PROVIDED MATERIAL.
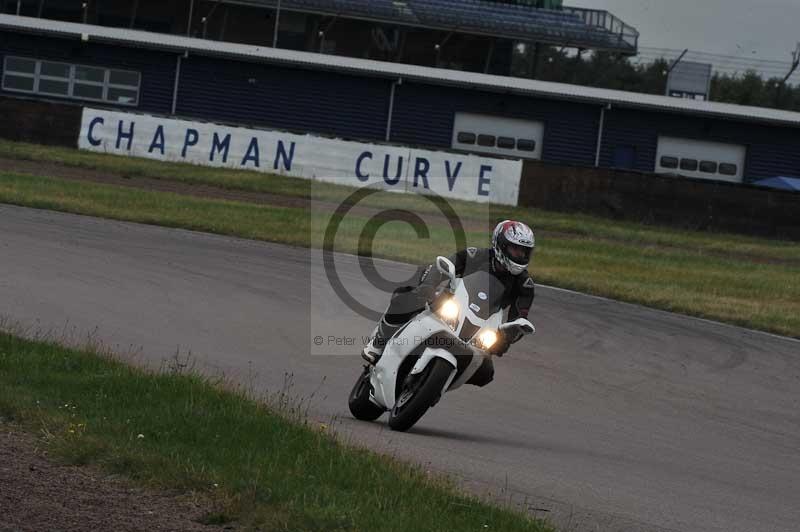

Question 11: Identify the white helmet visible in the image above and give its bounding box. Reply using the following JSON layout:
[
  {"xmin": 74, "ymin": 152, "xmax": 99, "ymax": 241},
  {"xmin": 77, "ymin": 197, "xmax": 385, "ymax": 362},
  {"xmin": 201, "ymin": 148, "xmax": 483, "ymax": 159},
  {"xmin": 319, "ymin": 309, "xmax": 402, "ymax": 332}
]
[{"xmin": 492, "ymin": 220, "xmax": 536, "ymax": 275}]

WHAT TO DO. Please write out every entry above again in full, without the pictures, and add 71 to each bounding-box coordinate in the answers. Leave all other numbers unchanged.

CORRECT RESULT.
Question 11: Identify the white helmet visible in the image above and give its bounding box. Reply using the following JSON layout:
[
  {"xmin": 74, "ymin": 152, "xmax": 99, "ymax": 241},
  {"xmin": 77, "ymin": 197, "xmax": 385, "ymax": 362},
  {"xmin": 201, "ymin": 148, "xmax": 483, "ymax": 159},
  {"xmin": 319, "ymin": 309, "xmax": 402, "ymax": 332}
]
[{"xmin": 563, "ymin": 291, "xmax": 607, "ymax": 346}]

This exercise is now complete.